[Short task]
From the start of the entries through the line containing "[112,46,688,898]", inclusive, rewrite the lines with "imdetect" replaced by "detect_objects" and everything else unchanged. Omit the pictures.

Object detection data
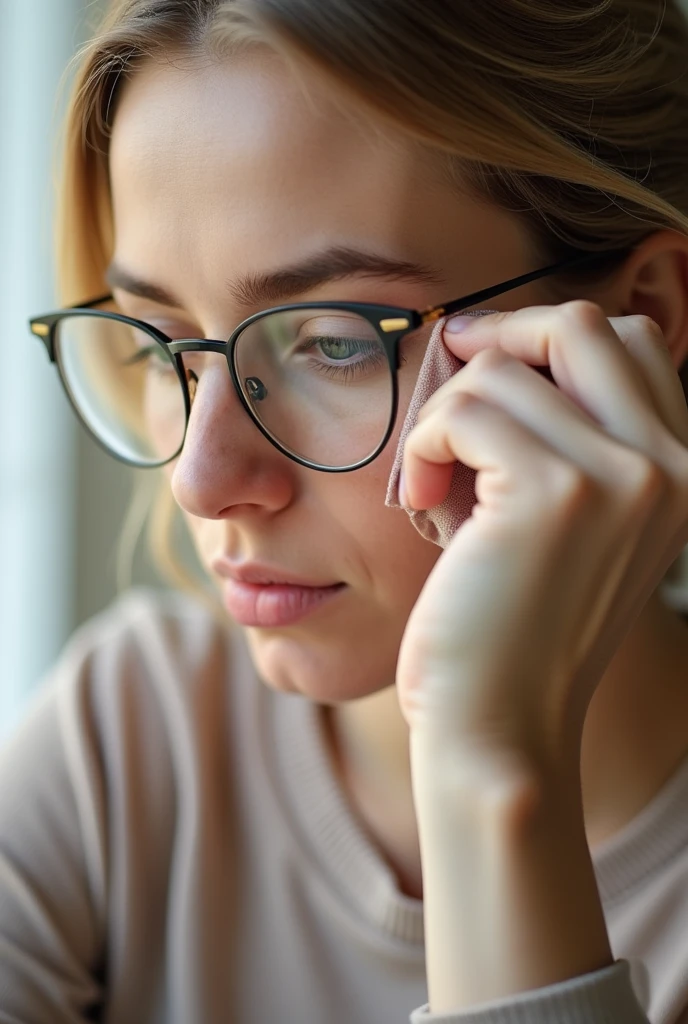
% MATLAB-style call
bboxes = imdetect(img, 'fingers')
[413,348,667,500]
[444,300,686,451]
[404,391,614,528]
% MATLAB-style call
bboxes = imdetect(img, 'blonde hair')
[57,0,688,586]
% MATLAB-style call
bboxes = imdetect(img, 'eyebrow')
[105,246,444,308]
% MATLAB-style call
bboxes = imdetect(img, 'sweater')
[0,589,688,1024]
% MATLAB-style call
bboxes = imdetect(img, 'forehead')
[105,53,440,296]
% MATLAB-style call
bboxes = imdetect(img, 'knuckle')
[446,391,480,417]
[550,461,599,513]
[615,451,669,506]
[466,346,512,374]
[558,299,607,330]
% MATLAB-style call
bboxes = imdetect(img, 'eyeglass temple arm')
[421,247,635,324]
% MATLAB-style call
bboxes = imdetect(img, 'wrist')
[411,731,612,1013]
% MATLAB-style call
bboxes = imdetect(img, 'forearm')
[411,730,613,1013]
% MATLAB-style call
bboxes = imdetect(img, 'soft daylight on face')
[111,46,538,703]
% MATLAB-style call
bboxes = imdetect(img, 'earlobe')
[619,228,688,373]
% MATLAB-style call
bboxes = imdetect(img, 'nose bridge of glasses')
[167,338,228,355]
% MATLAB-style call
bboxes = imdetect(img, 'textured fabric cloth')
[0,590,688,1024]
[385,309,554,548]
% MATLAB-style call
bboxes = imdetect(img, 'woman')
[0,0,688,1024]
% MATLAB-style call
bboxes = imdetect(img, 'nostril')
[186,370,199,406]
[244,377,267,401]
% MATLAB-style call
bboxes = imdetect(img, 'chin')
[247,630,398,705]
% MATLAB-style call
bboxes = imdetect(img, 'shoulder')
[11,588,248,787]
[51,588,239,704]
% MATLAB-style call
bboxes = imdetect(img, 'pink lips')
[222,580,346,627]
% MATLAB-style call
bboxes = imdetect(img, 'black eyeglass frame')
[29,247,634,473]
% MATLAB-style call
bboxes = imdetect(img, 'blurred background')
[0,0,168,741]
[0,0,688,741]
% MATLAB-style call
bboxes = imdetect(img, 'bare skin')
[112,46,688,898]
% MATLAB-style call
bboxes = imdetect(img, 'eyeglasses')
[30,249,630,473]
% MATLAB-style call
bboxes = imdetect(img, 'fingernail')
[444,315,477,334]
[399,466,409,507]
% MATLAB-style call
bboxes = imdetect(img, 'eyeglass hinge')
[421,306,444,324]
[380,316,409,334]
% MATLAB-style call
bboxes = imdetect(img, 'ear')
[613,228,688,376]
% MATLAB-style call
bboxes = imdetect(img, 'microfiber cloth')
[385,309,497,548]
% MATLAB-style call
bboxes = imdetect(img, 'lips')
[222,580,346,628]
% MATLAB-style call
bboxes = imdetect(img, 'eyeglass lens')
[56,308,393,469]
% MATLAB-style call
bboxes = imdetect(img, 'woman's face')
[111,52,539,703]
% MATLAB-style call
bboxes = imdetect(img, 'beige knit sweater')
[0,590,688,1024]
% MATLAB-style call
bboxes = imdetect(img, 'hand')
[396,301,688,770]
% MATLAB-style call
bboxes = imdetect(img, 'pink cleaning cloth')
[385,309,497,548]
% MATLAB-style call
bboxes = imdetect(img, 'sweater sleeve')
[411,959,649,1024]
[0,655,102,1024]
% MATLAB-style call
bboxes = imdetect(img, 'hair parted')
[57,0,688,583]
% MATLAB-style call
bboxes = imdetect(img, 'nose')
[171,353,297,519]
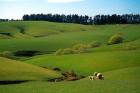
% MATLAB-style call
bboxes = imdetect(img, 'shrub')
[124,44,137,50]
[108,34,123,45]
[0,51,14,58]
[73,44,90,53]
[55,49,63,55]
[89,41,101,48]
[62,48,74,54]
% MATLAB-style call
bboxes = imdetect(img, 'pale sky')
[0,0,140,19]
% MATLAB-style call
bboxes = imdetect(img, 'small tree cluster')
[55,42,100,55]
[0,51,14,58]
[108,34,123,45]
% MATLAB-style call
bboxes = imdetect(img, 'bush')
[124,44,137,50]
[89,41,101,48]
[108,34,123,45]
[62,48,74,54]
[55,49,63,55]
[73,44,90,53]
[0,51,14,58]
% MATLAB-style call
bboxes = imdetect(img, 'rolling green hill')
[0,67,140,93]
[0,57,61,81]
[0,21,140,93]
[0,21,140,51]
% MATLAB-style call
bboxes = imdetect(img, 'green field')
[0,21,140,93]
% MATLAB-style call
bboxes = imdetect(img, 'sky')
[0,0,140,19]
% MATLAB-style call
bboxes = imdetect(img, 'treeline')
[23,14,140,25]
[0,14,140,25]
[23,14,93,24]
[94,14,140,24]
[0,19,21,22]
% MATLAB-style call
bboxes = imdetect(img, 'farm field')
[0,21,140,93]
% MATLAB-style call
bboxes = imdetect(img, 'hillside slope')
[0,57,61,81]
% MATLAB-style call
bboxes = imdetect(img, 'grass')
[0,57,61,81]
[26,50,140,75]
[0,67,140,93]
[0,21,140,51]
[0,21,140,93]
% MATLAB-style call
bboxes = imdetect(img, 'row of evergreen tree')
[94,14,140,24]
[23,14,140,24]
[0,14,140,25]
[23,14,93,24]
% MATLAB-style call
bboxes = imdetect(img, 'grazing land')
[0,21,140,93]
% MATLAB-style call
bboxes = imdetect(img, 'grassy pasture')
[0,21,140,51]
[0,21,140,93]
[0,67,140,93]
[0,57,61,81]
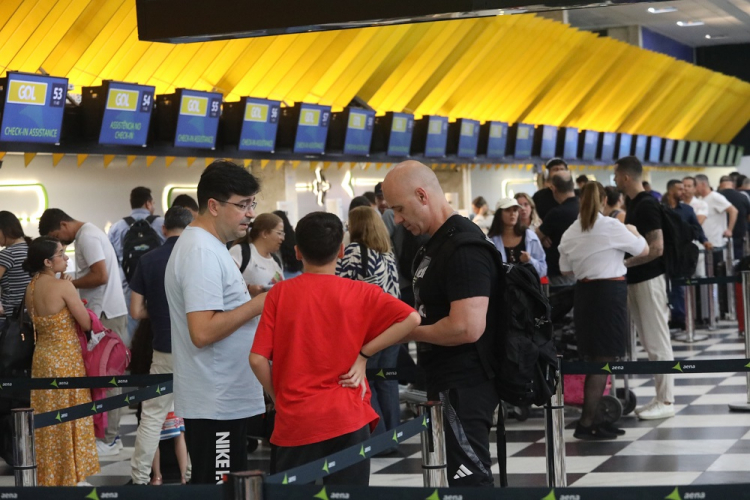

[Task response]
% MATLAB-style call
bboxes = detect_objects(img, 'fingers')
[413,348,667,500]
[444,300,686,451]
[404,391,614,528]
% MATLAB-style call
bboxes = detect_objects(img, 'blonde hair')
[57,0,688,586]
% MATLAB-style call
bboxes = detect_objects(img, 'eyebrow')
[105,246,444,308]
% MATLAB-style call
bboxes = detect_objects(img, 'sweater')
[0,589,688,1024]
% MATLAB-style call
bboxes = detect_objects(img, 'forehead')
[105,53,440,296]
% MATLAB-style call
bboxes = detect_objects(img, 'knuckle')
[446,391,480,417]
[550,461,599,513]
[615,451,669,506]
[466,346,512,374]
[558,299,607,330]
% MATLAB-style call
bboxes = detect_objects(img, 'eyeglass temple arm')
[421,247,635,324]
% MATLAB-style call
bboxes = detect_objects(img, 'wrist')
[411,731,612,1013]
% MATLAB-style call
bboxes = detect_objects(img, 'forearm')
[411,730,613,1013]
% MATLAB-style call
bboxes = detect_objects(img, 'soft daylight on face')
[111,46,538,703]
% MATLAB-style call
bboxes = detect_objects(img, 'earlobe')
[619,228,688,373]
% MATLAB-style call
bboxes = detect_objects(img, 'nose bridge of glasses')
[167,338,228,355]
% MATLAB-style call
bboxes = detect_objects(img, 'textured fabric cloth')
[0,590,688,1024]
[385,309,554,548]
% MATLAB-style call
bboxes = detect_objects(img, 'woman')
[0,0,688,1024]
% MATLAB-style call
bboxes = detect_objects(img, 'nostril')
[186,370,199,406]
[244,377,267,401]
% MATLAB-style call
bboxes = detect_objects(img, 'chin')
[247,630,398,705]
% MATLAB-style call
bboxes = detect_objects(img, 'shoulder')
[11,588,248,787]
[51,588,239,704]
% MATLAB-style call
bboxes = detect_objects(img, 'pink lips')
[222,580,346,627]
% MATLAB-style call
bboxes = detect_objects(img, 'black eyeglass frame')
[29,247,634,473]
% MATLAB-style call
bboxes = detect_objects(img, 'blurred background')
[0,0,168,741]
[0,0,688,741]
% MATLAB-style call
bboxes = detect_objects(img, 'bare skin')
[112,46,688,898]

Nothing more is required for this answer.